§ Directive:
Extend the article below about Jim Fee and Dennis Novosel, picking up right after its final sentence.

§ Text section:
● ● ● ●

An Unbreakable Bond

Dennis and Jim_webDennis Novosel (left) and Jim Fee (right)

January 2018—

Jim Fee learned a lot about running a furniture store in college, but even more working alongside Dennis Novosel. Maybe that’s why the two are so close 40 years later.

There are bonds you are born with, like your parents or siblings, and bonds you choose, like friends and lovers. Then, there are the bonds that come along by accident, that somehow choose you, and draw you in.

Jim Fee and Dennis Novosel can’t recall the exact day they first met—but they do remember where: Stoney Creek Furniture in Stoney Creek, Ontario, Canada. It was 1975. Novosel was the store owner looking for cheap labor in his warehouse, and Fee was a high school senior in need of a summer job before heading off to college. On the surface, nothing suggested the relationship would grow beyond the typical boss-employee arrangement.

Two men, two very different lives. But there was something about Novosel that a 15-year-old Fee found intriguing. “There was this thing about Dennis, his style, I guess, that made you want to work hard for his success,” says Fee. “That’s still true today. He has that sort of personable way about him.”

That respect went both ways. “Jim’s such a likeable guy,” says Novosel. “The way he talks to you and works next to you can really put anyone at ease. I could see that in him from the start—even as a teenager working in that warehouse I could see it.”

Heaven knows how many conversations Fee and Novosel struck up that summer in the warehouse. They talked about typical things: sports, life, work. Along the way they formed a connection, the unexpected kind, between a highly successful businessman who traveled the continent making deals and a student who traveled to and from work everyday that summer by bike.

Only Novosel never saw Fee that way. “I know he was straight out of (high school) but he showed a good head for business and retail. He had a professional way about him that some of my employees didn’t have. He was special—still is.”

One day, as Fee tells it, Novosel approached him in the warehouse that first year. Summer was beginning its fade and Fee was getting excited about heading off to college. Novosel had another idea.

“What about coming to work for me full-time?” asked Novosel, who made Fee an offer: Work for Stoney Creek and Novosel would one day pay for Fee to go to college.

● ● ● ●

§ Data shown:

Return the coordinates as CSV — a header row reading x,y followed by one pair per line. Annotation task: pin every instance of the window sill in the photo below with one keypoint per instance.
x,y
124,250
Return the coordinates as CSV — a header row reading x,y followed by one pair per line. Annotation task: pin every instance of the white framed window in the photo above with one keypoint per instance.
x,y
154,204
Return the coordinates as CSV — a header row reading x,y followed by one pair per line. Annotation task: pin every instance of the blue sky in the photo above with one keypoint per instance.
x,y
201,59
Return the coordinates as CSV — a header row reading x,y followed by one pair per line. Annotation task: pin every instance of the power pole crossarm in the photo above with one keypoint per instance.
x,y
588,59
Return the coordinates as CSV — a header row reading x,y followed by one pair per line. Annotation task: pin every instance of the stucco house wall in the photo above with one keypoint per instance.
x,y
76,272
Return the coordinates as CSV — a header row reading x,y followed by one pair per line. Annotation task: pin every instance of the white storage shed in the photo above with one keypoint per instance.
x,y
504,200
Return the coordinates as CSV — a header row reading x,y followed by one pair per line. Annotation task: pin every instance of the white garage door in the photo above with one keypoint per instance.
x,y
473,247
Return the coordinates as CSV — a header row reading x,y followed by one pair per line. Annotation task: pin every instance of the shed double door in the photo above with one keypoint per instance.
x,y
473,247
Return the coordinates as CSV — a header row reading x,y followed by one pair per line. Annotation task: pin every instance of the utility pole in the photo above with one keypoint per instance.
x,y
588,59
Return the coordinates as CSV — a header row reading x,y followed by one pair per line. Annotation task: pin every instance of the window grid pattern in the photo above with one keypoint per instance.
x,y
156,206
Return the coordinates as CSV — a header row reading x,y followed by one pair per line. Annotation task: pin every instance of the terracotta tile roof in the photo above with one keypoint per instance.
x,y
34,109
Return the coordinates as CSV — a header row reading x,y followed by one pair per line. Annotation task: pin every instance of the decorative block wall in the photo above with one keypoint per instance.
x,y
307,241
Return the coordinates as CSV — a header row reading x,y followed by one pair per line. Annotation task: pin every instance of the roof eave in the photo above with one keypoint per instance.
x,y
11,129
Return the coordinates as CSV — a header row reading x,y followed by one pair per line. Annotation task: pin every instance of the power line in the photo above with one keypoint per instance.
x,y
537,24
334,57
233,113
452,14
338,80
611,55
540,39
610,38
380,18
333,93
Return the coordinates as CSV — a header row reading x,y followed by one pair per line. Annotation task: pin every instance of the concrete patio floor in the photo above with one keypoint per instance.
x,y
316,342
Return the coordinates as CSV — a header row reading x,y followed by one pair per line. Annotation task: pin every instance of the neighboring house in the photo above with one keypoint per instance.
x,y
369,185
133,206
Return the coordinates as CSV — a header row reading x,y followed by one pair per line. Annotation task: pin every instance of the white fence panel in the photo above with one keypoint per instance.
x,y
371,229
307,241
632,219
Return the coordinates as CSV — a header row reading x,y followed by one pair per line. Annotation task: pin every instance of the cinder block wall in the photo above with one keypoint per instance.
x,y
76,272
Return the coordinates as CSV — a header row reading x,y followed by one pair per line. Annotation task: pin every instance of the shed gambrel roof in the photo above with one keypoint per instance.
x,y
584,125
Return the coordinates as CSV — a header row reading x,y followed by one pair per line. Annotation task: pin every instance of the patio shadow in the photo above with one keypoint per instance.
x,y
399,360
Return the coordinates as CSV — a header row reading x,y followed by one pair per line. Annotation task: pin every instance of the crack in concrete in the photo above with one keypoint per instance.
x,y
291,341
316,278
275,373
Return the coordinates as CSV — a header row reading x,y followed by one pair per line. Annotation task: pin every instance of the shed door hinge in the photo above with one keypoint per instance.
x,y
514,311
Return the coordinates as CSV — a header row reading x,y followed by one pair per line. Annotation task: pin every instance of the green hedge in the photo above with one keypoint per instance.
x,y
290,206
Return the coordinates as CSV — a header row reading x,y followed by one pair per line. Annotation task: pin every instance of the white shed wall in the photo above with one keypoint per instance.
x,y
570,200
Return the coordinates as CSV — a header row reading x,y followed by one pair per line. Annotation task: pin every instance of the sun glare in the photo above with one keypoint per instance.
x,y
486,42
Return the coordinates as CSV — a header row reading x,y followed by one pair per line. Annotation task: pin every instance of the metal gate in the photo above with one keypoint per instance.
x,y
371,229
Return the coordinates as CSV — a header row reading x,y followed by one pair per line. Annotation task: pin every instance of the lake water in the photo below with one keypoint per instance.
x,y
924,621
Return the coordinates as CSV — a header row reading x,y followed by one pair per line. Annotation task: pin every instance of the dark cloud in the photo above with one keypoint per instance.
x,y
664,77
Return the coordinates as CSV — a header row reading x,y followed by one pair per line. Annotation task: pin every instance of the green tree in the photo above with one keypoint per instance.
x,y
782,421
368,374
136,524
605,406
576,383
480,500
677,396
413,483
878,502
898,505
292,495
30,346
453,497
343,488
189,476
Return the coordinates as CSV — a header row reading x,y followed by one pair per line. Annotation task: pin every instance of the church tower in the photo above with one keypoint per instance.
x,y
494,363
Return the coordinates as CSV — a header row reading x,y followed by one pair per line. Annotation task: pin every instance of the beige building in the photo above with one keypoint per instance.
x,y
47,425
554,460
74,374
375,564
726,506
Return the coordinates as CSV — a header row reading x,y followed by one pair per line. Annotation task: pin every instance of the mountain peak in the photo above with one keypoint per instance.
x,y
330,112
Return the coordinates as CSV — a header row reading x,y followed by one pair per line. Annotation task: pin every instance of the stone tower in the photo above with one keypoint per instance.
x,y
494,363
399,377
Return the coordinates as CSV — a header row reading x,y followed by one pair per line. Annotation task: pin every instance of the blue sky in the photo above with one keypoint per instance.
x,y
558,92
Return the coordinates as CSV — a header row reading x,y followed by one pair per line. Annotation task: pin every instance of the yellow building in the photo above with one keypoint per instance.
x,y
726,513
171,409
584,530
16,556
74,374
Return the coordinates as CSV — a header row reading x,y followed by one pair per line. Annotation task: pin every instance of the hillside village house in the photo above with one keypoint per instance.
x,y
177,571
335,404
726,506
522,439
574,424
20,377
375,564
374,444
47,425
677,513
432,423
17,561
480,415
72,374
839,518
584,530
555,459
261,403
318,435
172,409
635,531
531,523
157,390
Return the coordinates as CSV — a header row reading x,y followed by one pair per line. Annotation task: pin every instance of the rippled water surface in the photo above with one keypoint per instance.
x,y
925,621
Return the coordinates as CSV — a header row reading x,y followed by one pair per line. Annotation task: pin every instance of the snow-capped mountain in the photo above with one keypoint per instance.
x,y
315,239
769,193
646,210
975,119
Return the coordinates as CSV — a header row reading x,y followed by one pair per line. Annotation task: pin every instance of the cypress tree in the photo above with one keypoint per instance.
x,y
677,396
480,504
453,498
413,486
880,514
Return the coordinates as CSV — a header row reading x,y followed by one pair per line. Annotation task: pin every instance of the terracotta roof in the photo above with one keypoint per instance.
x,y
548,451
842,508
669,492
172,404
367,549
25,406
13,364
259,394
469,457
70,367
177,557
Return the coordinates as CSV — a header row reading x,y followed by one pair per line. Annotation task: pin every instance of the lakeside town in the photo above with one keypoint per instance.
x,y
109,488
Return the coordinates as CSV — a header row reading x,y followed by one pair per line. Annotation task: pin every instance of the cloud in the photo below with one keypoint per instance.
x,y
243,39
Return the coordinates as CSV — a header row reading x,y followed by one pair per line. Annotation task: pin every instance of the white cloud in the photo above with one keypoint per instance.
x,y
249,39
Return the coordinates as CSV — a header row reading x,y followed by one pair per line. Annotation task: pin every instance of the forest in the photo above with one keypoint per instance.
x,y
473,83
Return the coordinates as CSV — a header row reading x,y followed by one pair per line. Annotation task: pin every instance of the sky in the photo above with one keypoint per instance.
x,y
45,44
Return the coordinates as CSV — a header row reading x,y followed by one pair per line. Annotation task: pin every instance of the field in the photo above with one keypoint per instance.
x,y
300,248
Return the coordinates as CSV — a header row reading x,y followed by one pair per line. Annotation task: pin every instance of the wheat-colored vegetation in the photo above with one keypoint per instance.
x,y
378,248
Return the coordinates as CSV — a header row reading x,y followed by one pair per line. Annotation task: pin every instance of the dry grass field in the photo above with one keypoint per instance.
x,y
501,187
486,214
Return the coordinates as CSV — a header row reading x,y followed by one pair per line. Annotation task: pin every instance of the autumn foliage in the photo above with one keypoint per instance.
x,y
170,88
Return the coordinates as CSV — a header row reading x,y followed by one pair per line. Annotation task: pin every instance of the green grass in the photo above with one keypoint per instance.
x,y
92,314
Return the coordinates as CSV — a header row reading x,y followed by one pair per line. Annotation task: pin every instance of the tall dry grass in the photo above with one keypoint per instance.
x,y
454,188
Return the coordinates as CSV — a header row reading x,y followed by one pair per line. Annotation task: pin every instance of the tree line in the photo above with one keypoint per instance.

● ● ● ●

§ Right answer:
Fee was flattered, but he turned Novosel down. He was heading to college to get an education, play rugby and, well, all those activities that come with freedom and college. “There was just no way I was going to give all that up to sell furniture,” recalls Fee. “Are you kidding? Furniture?”

Except college has a way of changing a young man’s ways of looking at the world. Politics, literature, philosophy—even furniture.

The next summer, when Fee came back to work at Stoney Creek, Novosel’s business had grown to the point that he was opening a bigger store. Everyone at Stoney Creek was going back to school in some form to learn how to run the business better. Novosel’s offer to Fee was still on the table: An education for work?

This time Fee said yes. Yes to going to college on Novosel’s dime. Yes to working in the warehouse on weekends. And while he might not have known it at the time, yes to a life in furniture retail. Forty-two years later, Fee doesn’t have a single regret. He quickly worked his way up from the warehouse to sales manager to vice president at Stoney Creek. When Novosel retired in 2015, it wasn’t hard coming up with a successor.

Fee relies heavily on those four decades of Novosel’s mentoring to push Stoney Creek to where it is today as one of Canada’s most successful furniture stores. Fee, who is also the 2018 president of the Home Furnishings Association, says Novosel, who still maintains an office at the store, showed him not just how to run a business, but how to treat employees.

“The team I’ve gathered here are some of the best in the business,” says Fee, “but that wasn’t enough. I wanted a work environment of laughing not complaining. I wanted a business where the people who work with you get up each morning thinking, ‘I’m happy to be going to work today.’ That goes across the board from the guys who drive our trucks to the people who work with our customers. I wanted to maintain that family atmosphere Dennis created when I first came on board.”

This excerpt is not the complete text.